Task statement:
With "mustache" as the search word, show every line of the material that has it.

Data provided:
'''
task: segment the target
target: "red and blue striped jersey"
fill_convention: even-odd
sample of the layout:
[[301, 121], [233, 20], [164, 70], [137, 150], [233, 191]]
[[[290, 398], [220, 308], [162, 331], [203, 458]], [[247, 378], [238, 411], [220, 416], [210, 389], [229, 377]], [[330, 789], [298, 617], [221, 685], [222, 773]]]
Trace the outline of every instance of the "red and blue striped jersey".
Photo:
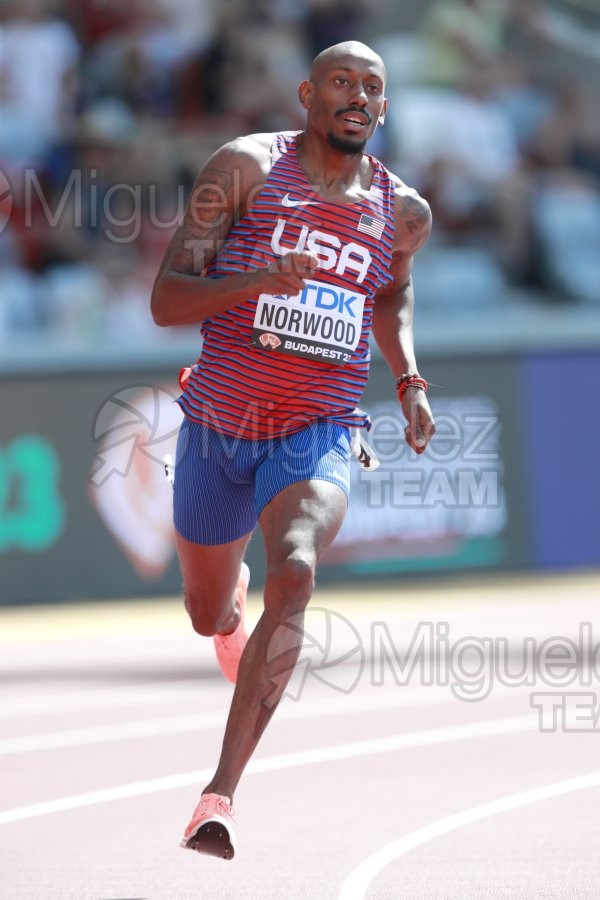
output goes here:
[[204, 273], [266, 266], [291, 250], [319, 264], [298, 297], [261, 295], [202, 323], [199, 360], [185, 381], [186, 416], [224, 434], [265, 439], [314, 421], [364, 426], [357, 409], [370, 362], [376, 291], [391, 280], [394, 185], [373, 157], [368, 195], [323, 200], [296, 155], [297, 132], [273, 136], [273, 165], [250, 212]]

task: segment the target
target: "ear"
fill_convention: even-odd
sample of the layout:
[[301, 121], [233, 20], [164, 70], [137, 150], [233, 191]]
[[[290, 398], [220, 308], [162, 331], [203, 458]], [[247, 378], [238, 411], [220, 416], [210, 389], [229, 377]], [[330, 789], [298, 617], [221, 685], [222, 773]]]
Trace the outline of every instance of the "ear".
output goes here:
[[303, 81], [298, 88], [298, 97], [304, 109], [310, 109], [312, 106], [314, 85], [312, 81]]
[[381, 110], [381, 113], [379, 114], [379, 118], [377, 119], [378, 125], [383, 125], [383, 123], [385, 122], [386, 113], [387, 113], [387, 100], [384, 100], [383, 108]]

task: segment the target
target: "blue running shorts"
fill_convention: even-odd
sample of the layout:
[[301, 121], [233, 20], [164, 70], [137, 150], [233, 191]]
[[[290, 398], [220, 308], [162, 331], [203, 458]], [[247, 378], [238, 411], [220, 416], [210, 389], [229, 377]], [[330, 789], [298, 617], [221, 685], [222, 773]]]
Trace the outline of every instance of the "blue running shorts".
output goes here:
[[276, 494], [316, 478], [350, 494], [350, 432], [335, 422], [267, 440], [221, 434], [185, 418], [175, 461], [175, 528], [195, 544], [227, 544], [256, 528]]

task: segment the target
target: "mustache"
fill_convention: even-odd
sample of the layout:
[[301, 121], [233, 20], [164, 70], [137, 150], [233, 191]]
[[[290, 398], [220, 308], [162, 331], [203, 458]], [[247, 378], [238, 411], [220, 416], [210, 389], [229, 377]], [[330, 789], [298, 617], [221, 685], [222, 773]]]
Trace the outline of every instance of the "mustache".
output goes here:
[[369, 123], [369, 125], [373, 121], [373, 116], [370, 113], [368, 113], [366, 109], [360, 109], [357, 106], [348, 106], [348, 107], [346, 107], [346, 109], [338, 109], [338, 111], [336, 112], [335, 115], [336, 115], [336, 117], [345, 116], [348, 113], [350, 113], [352, 115], [356, 115], [356, 113], [358, 113], [360, 116], [364, 116], [365, 119], [367, 120], [367, 122]]

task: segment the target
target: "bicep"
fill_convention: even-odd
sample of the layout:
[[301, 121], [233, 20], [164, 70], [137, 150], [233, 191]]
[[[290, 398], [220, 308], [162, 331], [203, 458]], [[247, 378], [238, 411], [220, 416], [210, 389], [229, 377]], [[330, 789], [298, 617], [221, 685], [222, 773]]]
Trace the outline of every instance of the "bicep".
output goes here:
'''
Expected answer:
target: "mustache"
Trace the outline of every instance of the "mustache".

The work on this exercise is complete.